* _Required work_
Output the lines below as a JSON list of strings, one string per line, with blank lines left out.

* _Provided entries_
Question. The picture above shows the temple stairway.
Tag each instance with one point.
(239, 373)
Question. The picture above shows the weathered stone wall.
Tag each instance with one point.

* _Solved problem_
[
  "Question. The picture above shows the temple stairway.",
  "Tag each instance with one point.",
  "(239, 373)",
  "Question. The picture above shows the weathered stone wall.",
  "Tag each instance with one point."
]